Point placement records
◆ ◆ ◆ ◆ ◆ ◆ ◆

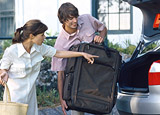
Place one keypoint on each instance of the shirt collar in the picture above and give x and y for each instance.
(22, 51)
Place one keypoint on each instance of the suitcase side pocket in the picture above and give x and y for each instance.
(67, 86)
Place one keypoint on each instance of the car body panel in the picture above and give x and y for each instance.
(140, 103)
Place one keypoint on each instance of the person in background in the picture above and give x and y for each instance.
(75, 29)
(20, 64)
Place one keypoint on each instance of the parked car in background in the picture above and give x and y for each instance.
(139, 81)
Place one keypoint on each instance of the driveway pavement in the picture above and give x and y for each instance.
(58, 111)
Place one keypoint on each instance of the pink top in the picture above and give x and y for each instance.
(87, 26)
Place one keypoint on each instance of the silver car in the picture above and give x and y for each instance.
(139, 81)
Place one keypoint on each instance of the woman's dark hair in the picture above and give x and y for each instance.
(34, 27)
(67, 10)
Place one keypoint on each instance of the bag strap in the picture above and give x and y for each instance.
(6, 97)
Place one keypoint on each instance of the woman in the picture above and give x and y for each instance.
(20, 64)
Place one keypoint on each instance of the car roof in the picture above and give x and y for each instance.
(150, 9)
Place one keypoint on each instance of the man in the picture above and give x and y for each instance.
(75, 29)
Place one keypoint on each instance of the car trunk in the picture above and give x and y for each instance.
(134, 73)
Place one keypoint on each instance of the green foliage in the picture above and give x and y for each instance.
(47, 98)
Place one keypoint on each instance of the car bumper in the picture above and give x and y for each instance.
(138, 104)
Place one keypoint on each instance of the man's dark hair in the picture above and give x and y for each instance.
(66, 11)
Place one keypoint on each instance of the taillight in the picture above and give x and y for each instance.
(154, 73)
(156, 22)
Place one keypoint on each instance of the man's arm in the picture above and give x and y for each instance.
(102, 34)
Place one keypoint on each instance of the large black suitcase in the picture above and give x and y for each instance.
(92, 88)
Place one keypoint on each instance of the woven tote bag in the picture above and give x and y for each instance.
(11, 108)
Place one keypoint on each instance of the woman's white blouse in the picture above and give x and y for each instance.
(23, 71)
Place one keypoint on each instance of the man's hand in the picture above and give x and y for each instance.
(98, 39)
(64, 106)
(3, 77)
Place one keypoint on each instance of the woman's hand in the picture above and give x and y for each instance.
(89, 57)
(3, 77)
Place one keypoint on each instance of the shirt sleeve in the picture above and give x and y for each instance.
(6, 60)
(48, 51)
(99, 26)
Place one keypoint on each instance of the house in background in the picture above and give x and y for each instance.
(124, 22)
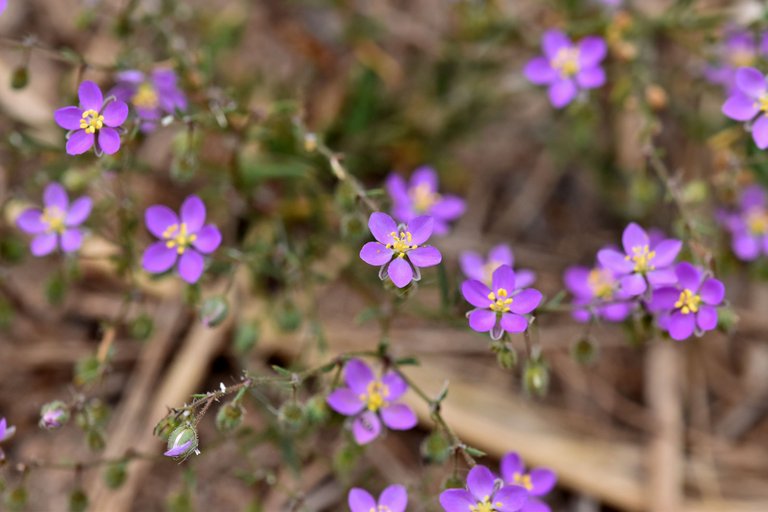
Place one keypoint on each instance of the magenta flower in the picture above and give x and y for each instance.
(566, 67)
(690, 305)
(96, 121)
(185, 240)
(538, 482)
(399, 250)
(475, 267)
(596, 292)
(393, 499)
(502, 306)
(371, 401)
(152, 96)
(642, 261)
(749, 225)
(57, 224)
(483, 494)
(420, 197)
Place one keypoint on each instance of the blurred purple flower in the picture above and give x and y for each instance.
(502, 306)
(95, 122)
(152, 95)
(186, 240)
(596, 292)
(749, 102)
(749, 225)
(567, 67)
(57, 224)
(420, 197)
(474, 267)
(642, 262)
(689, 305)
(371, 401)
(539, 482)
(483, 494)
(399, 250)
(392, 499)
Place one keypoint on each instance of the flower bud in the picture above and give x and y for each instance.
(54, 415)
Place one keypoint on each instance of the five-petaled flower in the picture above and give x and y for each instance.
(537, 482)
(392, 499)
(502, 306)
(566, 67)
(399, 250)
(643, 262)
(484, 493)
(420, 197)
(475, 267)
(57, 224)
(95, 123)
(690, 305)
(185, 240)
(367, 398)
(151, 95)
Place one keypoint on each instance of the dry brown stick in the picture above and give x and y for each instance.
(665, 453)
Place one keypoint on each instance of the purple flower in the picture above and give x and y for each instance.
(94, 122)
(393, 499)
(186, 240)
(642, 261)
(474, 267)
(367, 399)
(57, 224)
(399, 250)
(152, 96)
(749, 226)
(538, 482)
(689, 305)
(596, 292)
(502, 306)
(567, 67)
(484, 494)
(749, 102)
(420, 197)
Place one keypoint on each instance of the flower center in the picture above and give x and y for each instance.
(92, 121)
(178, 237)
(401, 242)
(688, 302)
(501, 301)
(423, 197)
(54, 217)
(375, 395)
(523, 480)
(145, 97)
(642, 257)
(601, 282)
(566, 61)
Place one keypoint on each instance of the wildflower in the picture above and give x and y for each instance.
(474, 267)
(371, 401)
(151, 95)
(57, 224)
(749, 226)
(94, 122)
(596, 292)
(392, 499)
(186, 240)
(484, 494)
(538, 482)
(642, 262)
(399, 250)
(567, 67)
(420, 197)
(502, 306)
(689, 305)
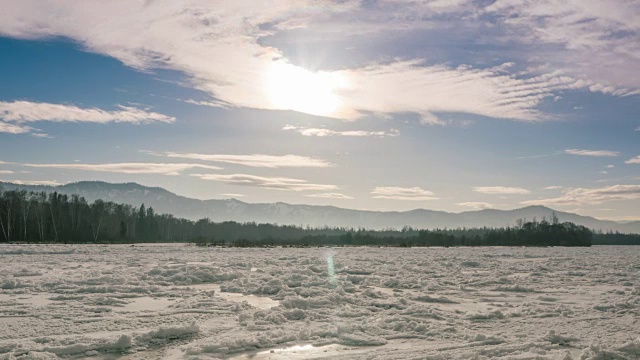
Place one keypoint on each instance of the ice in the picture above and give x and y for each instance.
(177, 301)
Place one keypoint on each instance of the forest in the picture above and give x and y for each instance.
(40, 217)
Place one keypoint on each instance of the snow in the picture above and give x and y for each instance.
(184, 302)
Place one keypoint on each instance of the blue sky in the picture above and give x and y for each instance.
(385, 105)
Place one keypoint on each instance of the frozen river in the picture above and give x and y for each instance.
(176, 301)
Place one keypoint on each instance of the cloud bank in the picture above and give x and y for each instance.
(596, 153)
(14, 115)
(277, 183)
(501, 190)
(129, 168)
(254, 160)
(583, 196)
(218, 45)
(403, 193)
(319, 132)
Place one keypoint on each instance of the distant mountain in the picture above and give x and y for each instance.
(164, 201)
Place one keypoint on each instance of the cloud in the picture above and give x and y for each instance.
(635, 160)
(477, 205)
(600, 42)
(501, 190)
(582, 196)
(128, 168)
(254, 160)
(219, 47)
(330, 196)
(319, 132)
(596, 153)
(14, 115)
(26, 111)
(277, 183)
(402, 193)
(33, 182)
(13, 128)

◆ ◆ ◆ ◆ ◆ ◆ ◆

REQUIREMENT ▸ Reproduce only the lines between the line containing "Place one keypoint on each instance of the snow" and the last line of the records, those two lines included, exactly.

FULL OUTPUT ▸
Place one keypoint on each instance of the snow in the picture above and give x and y for each instance.
(184, 302)
Place one keypoint on each instance of the blue sky in the picture above and give x and y for each instance.
(385, 105)
Place one keypoint on each instance of the frozen river in the picture above and give x and y for each instance.
(176, 301)
Place one keypoint on each instance of the cloud bank in the picture above and give x and y for each instance.
(596, 153)
(14, 115)
(277, 183)
(501, 190)
(129, 168)
(254, 160)
(583, 196)
(218, 45)
(403, 193)
(319, 132)
Place one keypoint on each instance of the distant mountain in the picture above and give x and y for each instance.
(164, 201)
Place one keypoint on each instance of the cloud in the picture above and give x and y for each instance.
(635, 160)
(477, 205)
(600, 42)
(501, 190)
(582, 196)
(128, 168)
(254, 160)
(219, 47)
(330, 196)
(319, 132)
(596, 153)
(14, 115)
(26, 111)
(277, 183)
(402, 193)
(33, 182)
(13, 128)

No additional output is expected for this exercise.